= Document text =
+ + + + +

When I officially moved back to South Sudan a couple of years ago, a friend introduced me to his mechanic who later became my mechanic. His garage is a very small space that can only accommodate just a few cars at ago. The first time I ever took my car for him to fix, he asked me to return the following day to pick it. When I came back that morning, he handed me the key and followed me as I walked towards my car. Just when I was about to open the car, he right away offered to help. “Let me first get it out of there because it will be difficult for you” he said. I looked at him, smiled, and told him thanks but I can get it out.
Several months later, I went back to him for something else. When I returned later that day, he handed me the keys and again, followed me. This time, the car was parked in a complicated spot, for a second in my head I was like “how did you get it there?” I already knew why he was following me, and again, I told him thanks, I think I can get it out, and I did.

+ + + + +

Saved entries:
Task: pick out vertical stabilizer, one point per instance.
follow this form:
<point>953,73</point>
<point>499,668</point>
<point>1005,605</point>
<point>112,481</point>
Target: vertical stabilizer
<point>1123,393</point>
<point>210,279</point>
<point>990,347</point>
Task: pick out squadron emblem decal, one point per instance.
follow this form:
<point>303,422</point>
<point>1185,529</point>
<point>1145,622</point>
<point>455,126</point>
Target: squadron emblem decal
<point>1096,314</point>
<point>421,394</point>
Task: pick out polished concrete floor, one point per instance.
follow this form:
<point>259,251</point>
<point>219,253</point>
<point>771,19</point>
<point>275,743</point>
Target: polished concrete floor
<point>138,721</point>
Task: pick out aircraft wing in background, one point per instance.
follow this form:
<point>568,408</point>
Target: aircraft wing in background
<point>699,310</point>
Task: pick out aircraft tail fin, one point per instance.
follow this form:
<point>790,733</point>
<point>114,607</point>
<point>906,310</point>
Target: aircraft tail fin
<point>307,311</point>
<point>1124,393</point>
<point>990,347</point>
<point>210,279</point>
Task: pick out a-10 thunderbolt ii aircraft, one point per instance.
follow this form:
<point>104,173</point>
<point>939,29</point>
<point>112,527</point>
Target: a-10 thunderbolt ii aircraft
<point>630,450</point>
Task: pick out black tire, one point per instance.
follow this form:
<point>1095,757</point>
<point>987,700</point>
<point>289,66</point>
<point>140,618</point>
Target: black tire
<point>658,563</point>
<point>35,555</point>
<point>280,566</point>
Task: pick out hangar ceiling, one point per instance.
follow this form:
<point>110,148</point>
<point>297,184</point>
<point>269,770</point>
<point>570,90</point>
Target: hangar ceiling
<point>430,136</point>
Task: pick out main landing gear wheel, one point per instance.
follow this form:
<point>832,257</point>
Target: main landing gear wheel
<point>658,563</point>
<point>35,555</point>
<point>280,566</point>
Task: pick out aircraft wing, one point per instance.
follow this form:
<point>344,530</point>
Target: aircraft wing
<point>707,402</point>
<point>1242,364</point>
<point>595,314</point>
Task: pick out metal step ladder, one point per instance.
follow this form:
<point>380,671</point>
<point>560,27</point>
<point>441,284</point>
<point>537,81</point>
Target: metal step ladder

+ + + + +

= Activities =
A – Transcribe everything in the garage passage from "When I officially" down to "get it out.".
B – Answer these questions using the garage passage:
(i) Who introduced the writer to the mechanic?
(ii) On the first visit, when did the mechanic ask the writer to come back for the car?
(iii) How much time passed before the writer went back to the mechanic for something else?
Rely solely on the garage passage for your responses.

= Task responses =
A –
When I officially moved back to South Sudan a couple of years ago, a friend introduced me to his mechanic who later became my mechanic. His garage is a very small space that can only accommodate just a few cars at ago. The first time I ever took my car for him to fix, he asked me to return the following day to pick it. When I came back that morning, he handed me the key and followed me as I walked towards my car. Just when I was about to open the car, he right away offered to help. “Let me first get it out of there because it will be difficult for you” he said. I looked at him, smiled, and told him thanks but I can get it out.

B –
(i) A friend
(ii) The following day
(iii) Several months